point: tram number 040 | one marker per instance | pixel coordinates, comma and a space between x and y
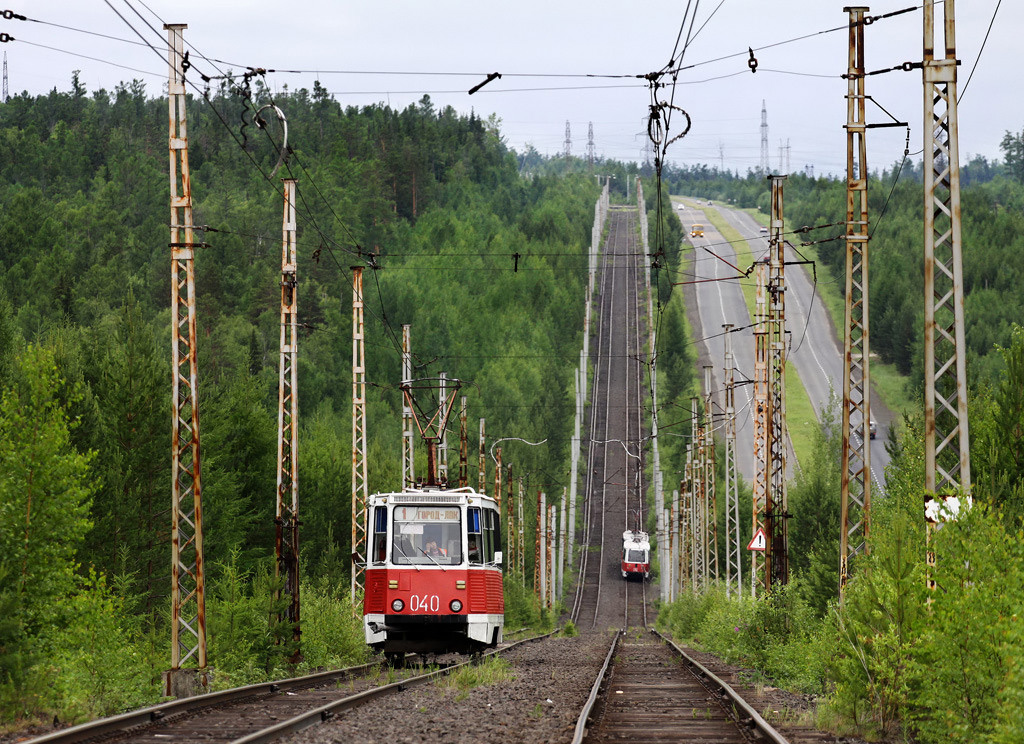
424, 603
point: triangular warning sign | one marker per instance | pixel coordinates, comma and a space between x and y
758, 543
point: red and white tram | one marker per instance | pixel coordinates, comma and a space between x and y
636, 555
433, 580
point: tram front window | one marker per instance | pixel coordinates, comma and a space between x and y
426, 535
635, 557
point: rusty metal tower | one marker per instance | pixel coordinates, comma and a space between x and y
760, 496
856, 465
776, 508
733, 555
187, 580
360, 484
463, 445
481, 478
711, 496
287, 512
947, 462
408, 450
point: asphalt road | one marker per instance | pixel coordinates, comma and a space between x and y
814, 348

* * *

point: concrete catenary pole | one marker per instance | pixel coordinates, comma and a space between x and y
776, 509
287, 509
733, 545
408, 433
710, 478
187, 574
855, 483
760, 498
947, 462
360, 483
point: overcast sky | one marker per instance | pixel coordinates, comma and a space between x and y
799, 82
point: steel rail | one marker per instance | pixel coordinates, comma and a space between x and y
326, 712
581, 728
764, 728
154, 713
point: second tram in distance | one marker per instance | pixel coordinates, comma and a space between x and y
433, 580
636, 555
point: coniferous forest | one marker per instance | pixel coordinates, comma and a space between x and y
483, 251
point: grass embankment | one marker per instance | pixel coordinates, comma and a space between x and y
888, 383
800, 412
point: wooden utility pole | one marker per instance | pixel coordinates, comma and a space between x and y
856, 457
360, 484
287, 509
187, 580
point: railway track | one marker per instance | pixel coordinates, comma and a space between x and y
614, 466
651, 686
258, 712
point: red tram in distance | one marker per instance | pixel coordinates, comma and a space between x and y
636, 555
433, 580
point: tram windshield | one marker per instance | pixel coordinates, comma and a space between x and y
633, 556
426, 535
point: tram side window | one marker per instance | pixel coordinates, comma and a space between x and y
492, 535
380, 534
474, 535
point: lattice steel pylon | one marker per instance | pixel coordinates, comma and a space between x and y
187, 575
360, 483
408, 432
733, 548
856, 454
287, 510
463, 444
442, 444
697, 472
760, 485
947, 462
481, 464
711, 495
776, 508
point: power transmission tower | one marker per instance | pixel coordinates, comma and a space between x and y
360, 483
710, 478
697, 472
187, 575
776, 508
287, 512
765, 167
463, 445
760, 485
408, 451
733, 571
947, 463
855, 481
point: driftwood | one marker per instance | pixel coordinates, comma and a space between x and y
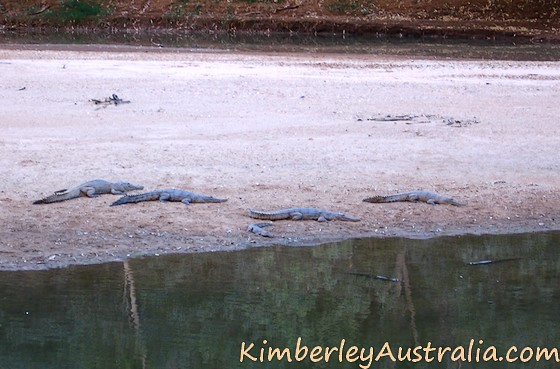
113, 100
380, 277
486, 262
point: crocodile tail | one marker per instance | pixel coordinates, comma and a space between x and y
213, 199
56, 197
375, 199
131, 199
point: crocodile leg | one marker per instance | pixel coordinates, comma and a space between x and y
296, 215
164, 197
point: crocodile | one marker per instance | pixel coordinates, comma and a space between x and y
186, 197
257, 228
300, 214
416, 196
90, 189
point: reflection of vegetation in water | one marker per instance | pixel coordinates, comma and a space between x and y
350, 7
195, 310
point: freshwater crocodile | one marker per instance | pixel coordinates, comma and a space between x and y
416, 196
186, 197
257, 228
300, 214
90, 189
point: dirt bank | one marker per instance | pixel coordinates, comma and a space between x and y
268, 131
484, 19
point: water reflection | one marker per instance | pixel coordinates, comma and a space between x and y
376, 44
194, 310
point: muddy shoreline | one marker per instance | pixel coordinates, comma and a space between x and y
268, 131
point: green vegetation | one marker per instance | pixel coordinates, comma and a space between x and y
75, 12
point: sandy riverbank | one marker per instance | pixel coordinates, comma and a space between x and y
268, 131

...

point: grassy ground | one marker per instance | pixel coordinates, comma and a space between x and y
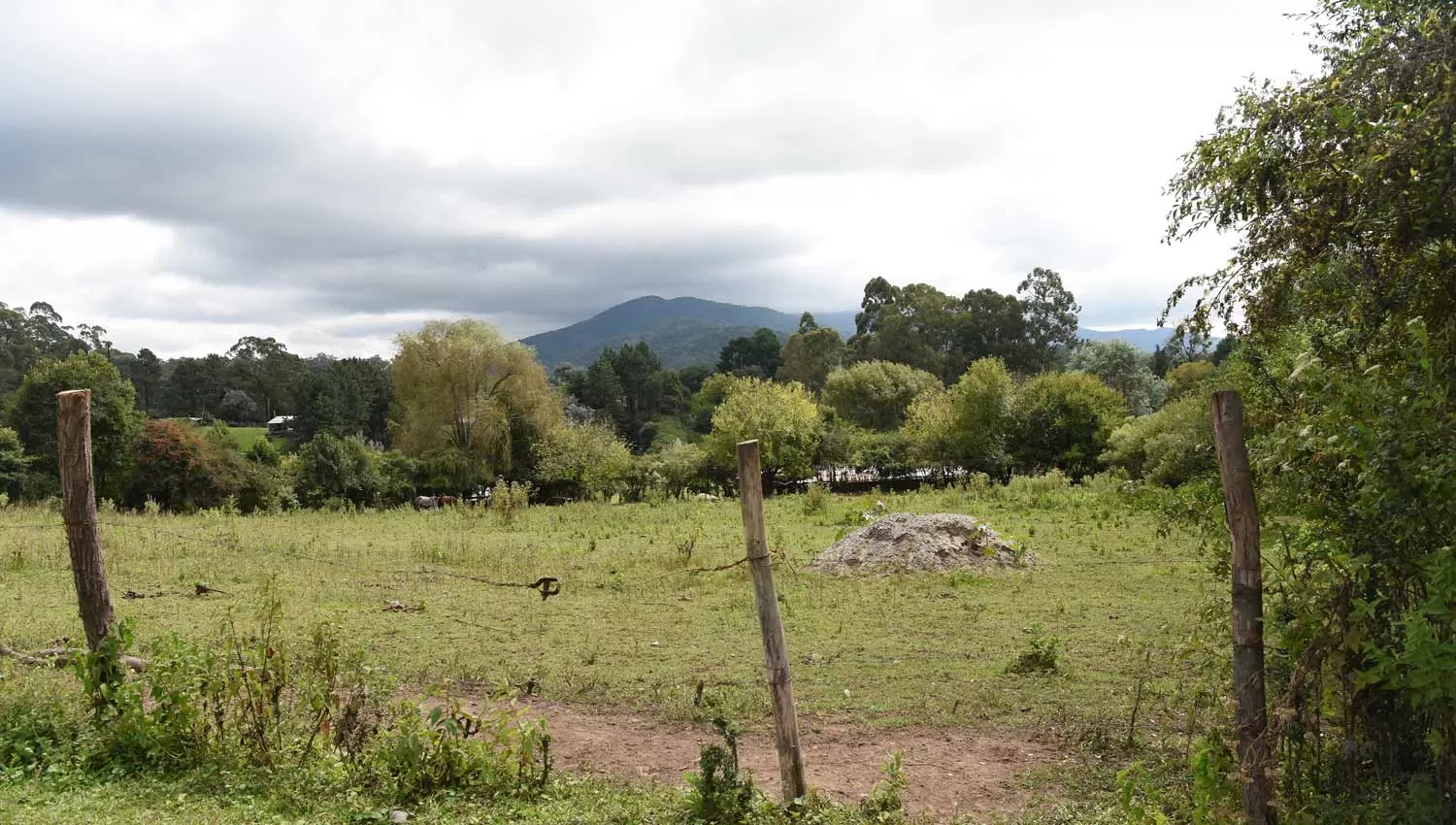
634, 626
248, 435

TASK GOAL: Locate each line in the items above that contains the word "crocodile" with case taken into account, and copy those lines out in full.

EXPECTED ANSWER:
point: crocodile tail | one marker per instance | pixel coordinates, comma and a space between x and y
point: crocodile leg | one marker per instance | pixel coordinates, comma and a space between x and y
point: crocodile | one marker per instance | pixel coordinates, comma and a space between x and y
point: freshwater crocodile | one marker per instance | pixel coordinates, comma and a space between x and y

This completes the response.